** Given task **
Repeat each entry exactly and drop the pictures.

----------------

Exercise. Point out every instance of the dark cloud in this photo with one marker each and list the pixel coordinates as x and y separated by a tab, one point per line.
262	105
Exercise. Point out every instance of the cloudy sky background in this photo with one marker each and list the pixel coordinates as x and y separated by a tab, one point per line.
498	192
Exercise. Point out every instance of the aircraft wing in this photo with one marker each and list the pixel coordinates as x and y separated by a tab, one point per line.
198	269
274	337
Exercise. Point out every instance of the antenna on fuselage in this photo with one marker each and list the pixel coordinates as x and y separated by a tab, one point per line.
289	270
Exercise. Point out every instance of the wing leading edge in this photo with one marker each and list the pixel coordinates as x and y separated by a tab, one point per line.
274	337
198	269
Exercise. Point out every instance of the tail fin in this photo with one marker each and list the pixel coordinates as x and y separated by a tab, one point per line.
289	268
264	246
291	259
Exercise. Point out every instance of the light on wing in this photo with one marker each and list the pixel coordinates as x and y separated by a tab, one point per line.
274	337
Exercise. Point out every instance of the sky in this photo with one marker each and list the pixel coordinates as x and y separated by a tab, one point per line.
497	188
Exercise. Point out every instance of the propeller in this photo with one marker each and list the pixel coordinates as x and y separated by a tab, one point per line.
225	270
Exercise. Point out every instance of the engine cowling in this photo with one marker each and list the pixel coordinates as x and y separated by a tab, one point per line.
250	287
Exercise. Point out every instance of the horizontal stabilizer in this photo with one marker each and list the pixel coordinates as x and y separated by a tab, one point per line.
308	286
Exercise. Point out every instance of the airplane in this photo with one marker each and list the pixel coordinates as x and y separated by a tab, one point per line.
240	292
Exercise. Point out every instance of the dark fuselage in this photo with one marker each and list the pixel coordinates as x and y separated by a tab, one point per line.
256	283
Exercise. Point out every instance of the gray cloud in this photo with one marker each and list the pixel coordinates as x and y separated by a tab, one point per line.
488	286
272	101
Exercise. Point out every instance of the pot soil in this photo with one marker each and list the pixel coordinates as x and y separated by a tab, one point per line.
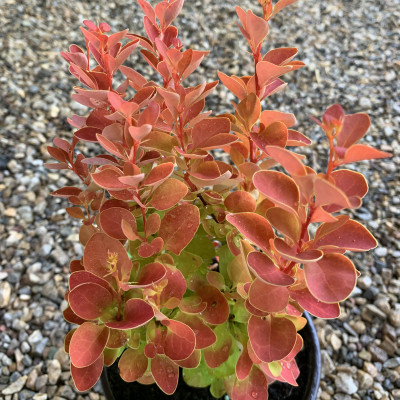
308	360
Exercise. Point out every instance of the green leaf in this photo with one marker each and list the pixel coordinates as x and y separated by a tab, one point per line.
227	368
198	377
187	262
217	388
225	258
202	246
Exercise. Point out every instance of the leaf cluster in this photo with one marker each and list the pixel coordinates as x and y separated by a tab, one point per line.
190	261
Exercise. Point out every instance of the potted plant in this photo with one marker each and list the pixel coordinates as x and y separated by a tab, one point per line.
191	263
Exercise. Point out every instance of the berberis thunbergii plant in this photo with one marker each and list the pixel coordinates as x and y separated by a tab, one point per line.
190	261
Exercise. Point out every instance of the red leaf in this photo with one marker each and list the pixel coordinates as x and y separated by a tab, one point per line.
326	193
254	227
285	222
191	362
332	278
350	235
279	188
248	111
132	365
238	88
282	55
136	313
291	253
240	201
354	127
352	183
71	317
107	178
117	339
168	194
267	71
149	274
212	133
149	249
86	377
205	336
243	365
289	160
111	220
281	4
153	223
180	340
218	353
271	338
89	300
158	174
253	387
270	116
315	307
217	310
360	152
87	344
88	133
268	298
172	294
179	226
266	270
109	356
274	134
165	373
67	191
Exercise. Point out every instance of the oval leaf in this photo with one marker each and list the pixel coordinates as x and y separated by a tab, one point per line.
332	278
254	227
267	297
179	226
132	365
267	271
87	344
85	378
89	300
111	221
271	338
169	193
136	313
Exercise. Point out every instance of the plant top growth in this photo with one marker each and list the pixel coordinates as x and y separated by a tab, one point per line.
190	261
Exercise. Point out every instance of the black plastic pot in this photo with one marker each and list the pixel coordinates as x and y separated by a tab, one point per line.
308	360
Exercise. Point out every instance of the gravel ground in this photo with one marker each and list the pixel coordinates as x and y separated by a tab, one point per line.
350	47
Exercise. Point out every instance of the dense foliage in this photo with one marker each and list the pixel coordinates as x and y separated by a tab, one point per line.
190	261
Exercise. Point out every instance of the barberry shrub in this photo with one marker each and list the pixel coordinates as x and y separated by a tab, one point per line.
190	261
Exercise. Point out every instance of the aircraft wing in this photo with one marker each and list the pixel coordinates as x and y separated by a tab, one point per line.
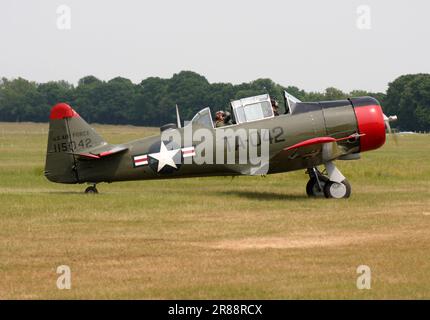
327	146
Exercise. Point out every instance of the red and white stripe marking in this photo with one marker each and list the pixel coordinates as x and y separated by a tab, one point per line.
140	160
188	152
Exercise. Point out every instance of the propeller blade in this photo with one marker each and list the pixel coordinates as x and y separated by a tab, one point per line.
387	121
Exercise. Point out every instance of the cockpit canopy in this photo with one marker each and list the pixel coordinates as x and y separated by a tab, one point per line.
247	110
252	108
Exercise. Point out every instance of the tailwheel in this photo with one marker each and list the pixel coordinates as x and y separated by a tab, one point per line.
337	190
91	190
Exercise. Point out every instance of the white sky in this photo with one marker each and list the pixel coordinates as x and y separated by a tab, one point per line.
310	44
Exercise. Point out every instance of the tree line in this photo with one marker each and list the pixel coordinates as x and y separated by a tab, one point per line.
151	102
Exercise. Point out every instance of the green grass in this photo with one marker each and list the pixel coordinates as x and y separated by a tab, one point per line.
248	237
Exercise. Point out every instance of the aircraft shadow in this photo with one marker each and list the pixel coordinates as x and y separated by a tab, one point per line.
265	195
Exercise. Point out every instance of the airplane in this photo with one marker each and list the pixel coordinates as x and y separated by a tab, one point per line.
306	136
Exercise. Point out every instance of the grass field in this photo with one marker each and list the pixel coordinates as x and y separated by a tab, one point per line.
248	237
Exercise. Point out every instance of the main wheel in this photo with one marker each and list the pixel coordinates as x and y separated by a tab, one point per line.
91	190
337	190
313	189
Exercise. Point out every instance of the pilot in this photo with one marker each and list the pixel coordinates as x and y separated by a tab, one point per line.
227	118
275	107
219	119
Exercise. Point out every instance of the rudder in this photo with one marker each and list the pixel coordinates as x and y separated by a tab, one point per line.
68	134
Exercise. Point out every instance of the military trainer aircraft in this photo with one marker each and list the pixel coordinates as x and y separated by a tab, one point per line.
307	135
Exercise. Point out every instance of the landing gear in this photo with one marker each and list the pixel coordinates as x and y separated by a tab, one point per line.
316	183
337	190
91	190
330	185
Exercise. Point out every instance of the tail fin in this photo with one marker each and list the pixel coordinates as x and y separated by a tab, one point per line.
68	134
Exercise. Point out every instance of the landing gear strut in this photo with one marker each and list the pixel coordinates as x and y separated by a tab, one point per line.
91	190
331	185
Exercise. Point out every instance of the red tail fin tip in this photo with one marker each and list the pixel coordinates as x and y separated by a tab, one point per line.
61	111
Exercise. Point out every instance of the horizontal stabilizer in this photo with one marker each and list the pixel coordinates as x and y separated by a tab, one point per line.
100	152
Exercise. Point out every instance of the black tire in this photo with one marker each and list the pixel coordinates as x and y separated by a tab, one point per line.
337	190
312	187
91	190
168	126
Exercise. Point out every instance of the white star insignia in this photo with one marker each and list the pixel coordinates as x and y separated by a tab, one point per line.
165	157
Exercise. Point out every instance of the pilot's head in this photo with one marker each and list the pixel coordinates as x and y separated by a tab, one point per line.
219	115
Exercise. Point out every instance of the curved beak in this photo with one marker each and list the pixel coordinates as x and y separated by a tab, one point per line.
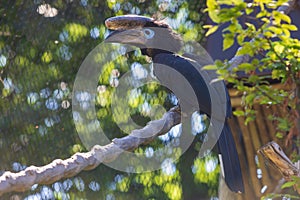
131	36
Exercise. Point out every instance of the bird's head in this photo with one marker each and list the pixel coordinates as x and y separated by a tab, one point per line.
150	35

----------------

** Written response **
Exercise. Point out every instance of the dark cloud in this photo with one marker each and list the pixel coordinates as x and y separated by a tab, one point per line.
262	105
Exercise. Point out every instance of the cloudy sky background in this photo with one marker each and list the pixel coordinates as x and y separated by a tab, one point per line.
498	192
Exercise. Point out every instance of the aircraft wing in this photo with one marker each and list the pixel coordinates as x and y separated by a tab, one point per line.
198	269
274	337
Exercise. Point out every instance of the antenna on fuselage in this photo with one marker each and list the pixel coordinates as x and y separated by a tab, one point per line.
289	270
Exercise. Point out every instance of the wing leading edge in this photo with one marker each and list the pixel coordinates as x and y separated by a tab, one point per line.
274	337
198	269
Exercise. Point out every instance of the tail fin in this photo with one marker each and list the pixel coordinates as x and y separated by a tab, one point per line.
289	268
264	246
291	259
Exercise. Point out every instance of the light on wing in this photo with one marker each and list the pixel coordinates as x and y separated by a tab, one point per line.
274	337
Exercise. Point out every instance of the sky in this photo with one marker each and list the pixel coordinates as x and y separated by a tab, one point per line.
497	188
Exercise. Point out every instance of the propeller in this photo with one marker each and list the pixel coordinates as x and y separated by a tab, one point per line.
225	270
Exercise. Point out every instance of the engine cowling in this photo with one marker each and list the pixel coordinates as x and y separated by a tab, one point per line.
250	287
Exercise. Point out every instance of the horizontal stabilizer in this photo with one marker each and list the pixel coordinates as x and y separated by a tab, one point per line.
308	286
Exercise. Point out every instance of the airplane in this photo with one marker each and list the pixel coordinates as x and y separated by a tab, one point per line.
240	292
Exercise. Point out every instance of the dark fuselage in this photo with one marker each and list the pixel coordinates as x and y separated by a tab, one point per line.
256	283
Exercise. Point out every instance of the gray cloud in this photo with one marker each and list the pixel coordinates as x and y separated by a tab, one point per line.
488	286
272	101
Exercise. Point out every instance of the pot soil in this photo with one marker each and list the pixel coordinates as x and y separated by a tab, one point per line.
308	360
Exercise. Point out every instance of the green leaf in this photo with one marker each and list the pixel coordinates as x and y separated by a tab, one point per line.
227	368
198	377
187	262
217	388
225	258
202	246
Exercise. Point out every instance of the leaf cluster in this photo with one marker each and list the pixel coordinates as x and y separated by a tab, one point per line.
190	261
Exercise. Point out every instance of the potted plant in this photo with one marker each and list the pixel coordinates as x and y separated by a tab, one point per line.
191	263
Exercise. Point out every instance of the berberis thunbergii plant in this photo with one marker each and list the pixel coordinates as x and y separated by a tab, one point per line.
190	261
Exercise. Point out every instance of the red leaf in this photo with one marker each and list the pixel coordinates as x and y separated by a tab, one point per line.
326	193
254	227
285	222
191	362
332	278
350	235
279	188
248	111
132	365
238	88
282	55
136	313
291	253
240	201
354	127
352	183
71	317
107	178
117	339
168	194
267	71
149	274
212	133
149	249
86	377
205	336
243	365
289	160
111	220
281	4
153	223
180	340
218	353
271	338
89	300
158	174
253	387
270	116
315	307
217	310
360	152
87	344
88	133
268	298
172	294
179	226
266	270
109	356
274	134
165	373
67	191
Exercise. Point out every instance of the oval leaf in this photo with one marker each and list the pixel coordinates as x and y separated by a tab, one point per line.
332	278
254	227
267	297
179	226
132	365
267	271
87	344
85	378
89	300
111	221
271	338
169	193
136	313
Exercise. Point out every instance of the plant top growth in this photo with one marker each and list the pixel coordinates as x and y separated by a tab, one point per line.
190	261
Exercise. Point out every instance of the black plastic pot in this photo with one marker each and list the pixel coordinates as x and y separated by a tab, one point per line.
308	360
Exercise. Point out every instance of the gravel ground in this photo with one marker each and list the pixel coordinates as x and y separated by a tab, one point per line.
350	47
Exercise. Point out every instance of the dense foliage in this photo with one marker each and list the pixel coordinates as x and y separated by a tab, one point per line.
190	261
Exercise. Point out every instance of the barberry shrub in this photo with one marker each and list the pixel coordinates as x and y separated by a tab, one point per line.
190	261
Exercise. Point out every instance of the aircraft wing in this photo with one marker each and list the pixel coordinates as x and y separated by a tab, one point per line.
327	146
Exercise. Point out every instance of the red and white stripe marking in this photo with one marker each and list the pixel coordinates as x and y separated by a tab, one point per line.
140	160
188	152
Exercise. Point out every instance of the propeller blade in this photo with one marker each and list the pixel coordinates as x and y separated by a tab, one point per line.
387	121
Exercise. Point out every instance of the cockpit canopy in this photo with one marker each and list the pixel coordinates as x and y separated by a tab, one point per line.
247	110
252	108
Exercise. Point out every instance of the tailwheel in this photo with one marker each and list the pixel coordinates as x and y separated by a tab, one point per line.
337	190
91	190
Exercise. Point out every instance of the white sky in this photo with one marker each and list the pixel coordinates as x and y separated by a tab, one point per line.
310	44
Exercise. Point out every instance of the tree line in this photo with one marker each and list the pixel coordinates as x and y separated by a tab, one point per line.
151	102
Exercise. Point out every instance of the green grass in this photo with one marker each and list the pixel coordinates as x and y separated by a tab, one point per line.
248	237
Exercise. Point out every instance of the aircraft shadow in this photo with one marker each and list the pixel coordinates as x and y separated by a tab, one point per line.
265	195
Exercise. Point out every instance of the airplane in this photo with one marker each and list the pixel coordinates as x and y separated by a tab, one point per line.
306	136
Exercise. Point out every instance of the grass field in this photo with one marker each and list the pixel coordinates as x and y separated by a tab, one point per line.
248	237
Exercise. Point out every instance of the main wheel in this photo with one marker each and list the pixel coordinates as x and y separated by a tab, one point per line.
91	190
337	190
313	189
Exercise. Point out every instance of the pilot in this photo with one marker each and list the pixel coordinates as x and y separated by a tab, one point per line.
227	118
275	107
219	119
Exercise. Point out every instance of the rudder in this photo with one marker each and list the pixel coordinates as x and y separated by a tab, one point per line.
68	134
Exercise. Point out every instance of the military trainer aircraft in this photo with one marker each and list the pixel coordinates as x and y separated by a tab, one point per line.
307	135
Exercise. Point out every instance of the landing gear in this photo with one marker each and list the pixel coordinates as x and y separated by a tab, one point per line.
316	183
337	190
91	190
330	185
Exercise. Point out every instance of the tail fin in this photo with one marker each and list the pixel coordinates as x and y separated by a tab, one point per line.
68	134
Exercise. Point out every instance of the landing gear strut in this photo with one marker each and list the pixel coordinates as x and y separated by a tab, one point per line.
91	190
331	185
Exercise. Point out every instance of the red tail fin tip in this photo with one marker each and list the pixel coordinates as x and y separated by a tab, one point per line.
61	111
Exercise. Point out every instance of the horizontal stabilizer in this photo with one marker each and list the pixel coordinates as x and y separated by a tab, one point per line.
100	152
Exercise. Point out every instance of the black tire in this photo with one marker each and list the pixel coordinates as x and y separated by a tab, one point per line.
337	190
312	187
91	190
168	126
Exercise. Point out every instance of the white star insignia in this photo with one marker each and list the pixel coordinates as x and y separated by a tab, one point per line.
165	157
Exercise. Point out every instance of the pilot's head in this photo with one marker each and list the pixel coordinates as x and y separated by a tab, one point per line.
219	115
Exercise. Point out every instance of the curved beak in this photo with one marker each and list the pixel coordinates as x and y separated by a tab, one point per line.
131	36
Exercise. Point out every instance of the bird's head in this photo with one marker each and list the pixel coordinates as x and y separated by a tab, one point per line.
150	35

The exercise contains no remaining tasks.